I don’t think many journalists ever interviewed Pete Sheehy, but I was among the few who did. Pete, who was the clubhouse man at Yankee Stadium for about seven decades, didn’t like to talk, and I suppose that accounts for the fact that he made only rare appearances in print. I arranged an interview through a mutual friend, and I wasn’t with Pete for very long before I realized what a challenge I had taken on. In fact, Pete was forthright about it — in his way. He told me that he figured he had kept his job for so long, being in the confidence of members of the Yankees and, for a time, the football New York Giants, because he knew how to keep his mouth shut. Whatever he knew about Babe Ruth, Billy Martin, and Mickey Mantle, he kept it to himself.

So I asked Pete if it were possible that a man who had had such intimate contact with the Yankees of the ‘twenties to the ‘eighties could have a favorite. This was how Pete answered: “Joe.”

He didn’t have to say any more. “Joe” meant DiMaggio, and his choice didn’t surprise me. My father had been a Yankee fan since the Ruth era, too, and although I never asked him, I am confident that he would have said “Joe” too — despite a reverence for Lou Gehrig.

DiMaggio had an outstanding career. He was among the very best hitters, baserunners, and outfielders of his time or any time. Not the very best, necessarily, but one of the best. As Kostya Kennedy mentions in his book, 56: Joe DiMaggio and the Last Magic Number in Sports, a poll taken in 1969 named DiMaggio the “greatest living baseball player.” DiMaggio believed it; he was that kind of a guy. But there were skeptics who noted, for instance, that Ted Williams, DiMaggio’s contemporary, outstripped the Yankee in every major hitting category and had a longer career, despite combat duty tours in two wars.

If there is an inequity in the way DiMaggio is regarded, it may be attributed at least in part to the fact that he played for the New York Yankees while they were the preeminent team in baseball if not in sports in general. DiMaggio appeared in 10 World Series in his 13 years in the majors.

But the primary reason for the aura around Joe DiMaggio may be the record he set 60 years ago this season — the record that was the occasion for Kennedy’s book. In the 1941 campaign, DiMaggio got a base hit in 56 consecutive games.

To put that record in context, Kennedy points out that more than 17,000 men have played Major League baseball, and only DiMaggio has achieved it. The only others to come close were Willie Keeler, who hit in 44 straight games in 1897 in the dead-ball era, and Pete Rose, who hit in 44 in 1978. (Keeler’s streak began on the first day of the ’97 season, so the hit he got in the last game in ’96 puts his official record at 45.)

The subtitle of Kennedy’s book refers to the fact that while DiMaggio’s record once formed a holy trinity with Babe Ruth’s single-season and lifetime home run records, Ruth’s marks have been exceeded several times and in some cases under questionable circumstances. DiMaggio’s 56 is the only individual record of its kind still standing.

Kennedy describes in his very literate book the atmosphere in which the streak occurred. It captured the attention of the whole country — and even folks in some other countries. DiMaggio’s sizable family, people who were tight with him, baseball fans, and people who didn’t know anything else about him or the game were all caught up in his day-day-progress. Everywhere, Kennedy writes, people stopped to ask each other: “Did he get a hit today?”

== SUPPLIED DATA ==
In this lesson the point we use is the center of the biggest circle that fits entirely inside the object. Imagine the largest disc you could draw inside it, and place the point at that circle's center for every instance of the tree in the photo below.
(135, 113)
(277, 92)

== THE TASK ==
Decide whether each statement below agrees with the article about Joe DiMaggio. Answer yes or no for each, and quote the words of the article that settle it. (a) Pete Sheehy was the clubhouse man at Yankee Stadium for about seven decades. (b) DiMaggio appeared in 13 World Series. (c) Willie Keeler's streak ended on the first day of the 1897 season.

== OUTPUT FOR THIS EXERCISE ==
(a) Yes: "Pete, who was the clubhouse man at Yankee Stadium for about seven decades"
(b) No: "DiMaggio appeared in 10 World Series in his 13 years in the majors."
(c) No: "Keeler’s streak began on the first day of the ’97 season"